Records from a collection
========================================

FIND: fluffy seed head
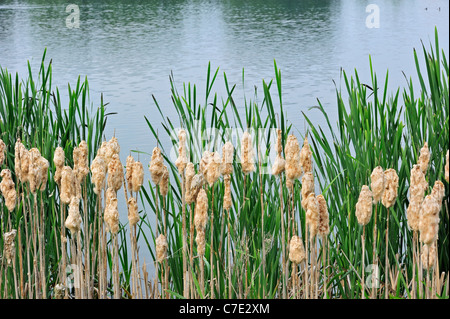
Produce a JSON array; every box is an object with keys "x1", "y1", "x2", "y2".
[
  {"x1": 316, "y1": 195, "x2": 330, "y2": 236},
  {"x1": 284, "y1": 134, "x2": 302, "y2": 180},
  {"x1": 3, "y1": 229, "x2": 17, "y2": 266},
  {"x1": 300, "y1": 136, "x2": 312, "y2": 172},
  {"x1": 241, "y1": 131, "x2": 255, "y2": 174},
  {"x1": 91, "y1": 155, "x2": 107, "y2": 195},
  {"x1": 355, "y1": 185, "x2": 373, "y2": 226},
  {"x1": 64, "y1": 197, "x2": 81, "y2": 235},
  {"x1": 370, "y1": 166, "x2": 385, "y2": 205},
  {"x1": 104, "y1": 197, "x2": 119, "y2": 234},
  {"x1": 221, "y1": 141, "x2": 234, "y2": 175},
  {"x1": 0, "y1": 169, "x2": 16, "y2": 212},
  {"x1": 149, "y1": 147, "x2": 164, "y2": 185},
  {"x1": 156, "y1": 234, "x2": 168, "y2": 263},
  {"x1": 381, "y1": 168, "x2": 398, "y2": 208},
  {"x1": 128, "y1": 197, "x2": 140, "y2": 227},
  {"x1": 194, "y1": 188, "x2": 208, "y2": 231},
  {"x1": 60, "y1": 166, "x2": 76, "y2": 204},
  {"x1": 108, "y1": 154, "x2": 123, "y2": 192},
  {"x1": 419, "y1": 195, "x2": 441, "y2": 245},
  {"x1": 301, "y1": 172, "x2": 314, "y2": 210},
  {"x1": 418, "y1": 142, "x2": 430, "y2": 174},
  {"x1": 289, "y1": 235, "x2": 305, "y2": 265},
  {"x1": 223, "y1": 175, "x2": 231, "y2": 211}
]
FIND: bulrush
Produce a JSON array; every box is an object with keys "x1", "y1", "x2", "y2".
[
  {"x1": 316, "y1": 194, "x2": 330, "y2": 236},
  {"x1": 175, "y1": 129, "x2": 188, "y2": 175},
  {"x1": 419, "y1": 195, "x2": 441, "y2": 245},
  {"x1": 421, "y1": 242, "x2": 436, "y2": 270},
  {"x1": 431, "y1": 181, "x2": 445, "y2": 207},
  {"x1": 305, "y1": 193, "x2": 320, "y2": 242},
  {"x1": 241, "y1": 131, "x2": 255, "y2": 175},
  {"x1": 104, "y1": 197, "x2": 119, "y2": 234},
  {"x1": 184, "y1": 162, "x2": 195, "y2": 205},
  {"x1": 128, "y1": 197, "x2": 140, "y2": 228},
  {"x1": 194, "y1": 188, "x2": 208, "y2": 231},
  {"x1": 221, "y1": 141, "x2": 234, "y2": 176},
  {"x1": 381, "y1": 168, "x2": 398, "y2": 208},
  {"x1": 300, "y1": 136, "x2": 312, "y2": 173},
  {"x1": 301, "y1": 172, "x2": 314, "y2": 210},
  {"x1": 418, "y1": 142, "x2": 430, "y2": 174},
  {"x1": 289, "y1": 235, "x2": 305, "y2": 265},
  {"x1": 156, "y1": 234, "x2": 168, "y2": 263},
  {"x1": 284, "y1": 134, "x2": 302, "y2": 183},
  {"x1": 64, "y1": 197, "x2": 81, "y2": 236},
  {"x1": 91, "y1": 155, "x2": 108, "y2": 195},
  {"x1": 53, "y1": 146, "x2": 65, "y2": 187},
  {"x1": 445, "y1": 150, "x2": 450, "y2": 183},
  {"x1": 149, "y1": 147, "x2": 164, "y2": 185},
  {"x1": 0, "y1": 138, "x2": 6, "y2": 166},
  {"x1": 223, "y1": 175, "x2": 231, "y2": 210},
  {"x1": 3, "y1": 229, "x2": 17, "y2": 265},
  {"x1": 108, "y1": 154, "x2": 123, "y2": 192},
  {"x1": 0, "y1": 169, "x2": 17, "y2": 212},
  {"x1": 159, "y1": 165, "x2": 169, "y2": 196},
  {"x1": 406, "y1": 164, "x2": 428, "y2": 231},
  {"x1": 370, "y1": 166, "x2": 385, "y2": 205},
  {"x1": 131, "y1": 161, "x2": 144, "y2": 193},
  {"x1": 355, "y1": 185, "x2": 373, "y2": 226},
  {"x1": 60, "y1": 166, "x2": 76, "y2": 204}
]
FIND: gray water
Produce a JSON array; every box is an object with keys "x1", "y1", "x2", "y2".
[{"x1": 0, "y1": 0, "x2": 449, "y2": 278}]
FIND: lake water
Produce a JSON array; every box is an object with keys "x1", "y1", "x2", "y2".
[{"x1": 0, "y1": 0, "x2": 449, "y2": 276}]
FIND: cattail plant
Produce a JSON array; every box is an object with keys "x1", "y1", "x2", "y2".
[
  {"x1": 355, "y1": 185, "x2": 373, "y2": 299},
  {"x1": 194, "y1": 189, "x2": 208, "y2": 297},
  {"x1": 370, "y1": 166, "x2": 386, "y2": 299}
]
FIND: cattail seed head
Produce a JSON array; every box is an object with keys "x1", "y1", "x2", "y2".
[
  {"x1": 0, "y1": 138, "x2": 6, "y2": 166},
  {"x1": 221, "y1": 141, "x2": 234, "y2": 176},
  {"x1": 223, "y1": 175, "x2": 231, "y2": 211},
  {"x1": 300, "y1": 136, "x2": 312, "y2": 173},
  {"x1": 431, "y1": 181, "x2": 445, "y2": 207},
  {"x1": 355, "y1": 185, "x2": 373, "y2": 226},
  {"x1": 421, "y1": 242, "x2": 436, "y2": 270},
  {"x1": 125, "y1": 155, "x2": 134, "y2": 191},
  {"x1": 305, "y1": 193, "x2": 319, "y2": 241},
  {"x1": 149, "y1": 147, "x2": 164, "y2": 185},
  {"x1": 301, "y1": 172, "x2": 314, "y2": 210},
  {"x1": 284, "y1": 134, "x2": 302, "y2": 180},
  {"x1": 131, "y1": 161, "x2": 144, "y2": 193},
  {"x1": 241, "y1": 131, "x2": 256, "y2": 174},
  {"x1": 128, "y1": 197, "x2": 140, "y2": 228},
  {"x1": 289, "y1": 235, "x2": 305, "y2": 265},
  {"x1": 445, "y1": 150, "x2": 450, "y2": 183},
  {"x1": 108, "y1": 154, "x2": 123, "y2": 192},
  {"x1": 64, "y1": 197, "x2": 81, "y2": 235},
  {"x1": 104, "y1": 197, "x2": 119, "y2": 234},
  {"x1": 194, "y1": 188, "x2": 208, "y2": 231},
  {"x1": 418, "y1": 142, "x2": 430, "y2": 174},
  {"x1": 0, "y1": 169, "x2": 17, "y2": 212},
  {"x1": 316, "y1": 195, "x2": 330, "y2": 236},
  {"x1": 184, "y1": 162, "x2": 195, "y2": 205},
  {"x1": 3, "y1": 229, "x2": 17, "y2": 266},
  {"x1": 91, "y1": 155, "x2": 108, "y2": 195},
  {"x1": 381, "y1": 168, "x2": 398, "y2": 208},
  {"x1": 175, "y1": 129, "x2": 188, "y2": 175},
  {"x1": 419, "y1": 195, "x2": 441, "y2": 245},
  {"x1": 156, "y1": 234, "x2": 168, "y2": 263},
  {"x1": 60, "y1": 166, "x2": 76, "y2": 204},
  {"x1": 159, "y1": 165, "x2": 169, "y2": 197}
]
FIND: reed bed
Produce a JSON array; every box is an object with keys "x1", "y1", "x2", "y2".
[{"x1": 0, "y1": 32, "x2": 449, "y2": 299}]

========================================

◆ **What the exercise asks**: Show every line of the material above that contains the word "cattail".

◆ **Written reply**:
FIND: cattail plant
FIND: cattail seed head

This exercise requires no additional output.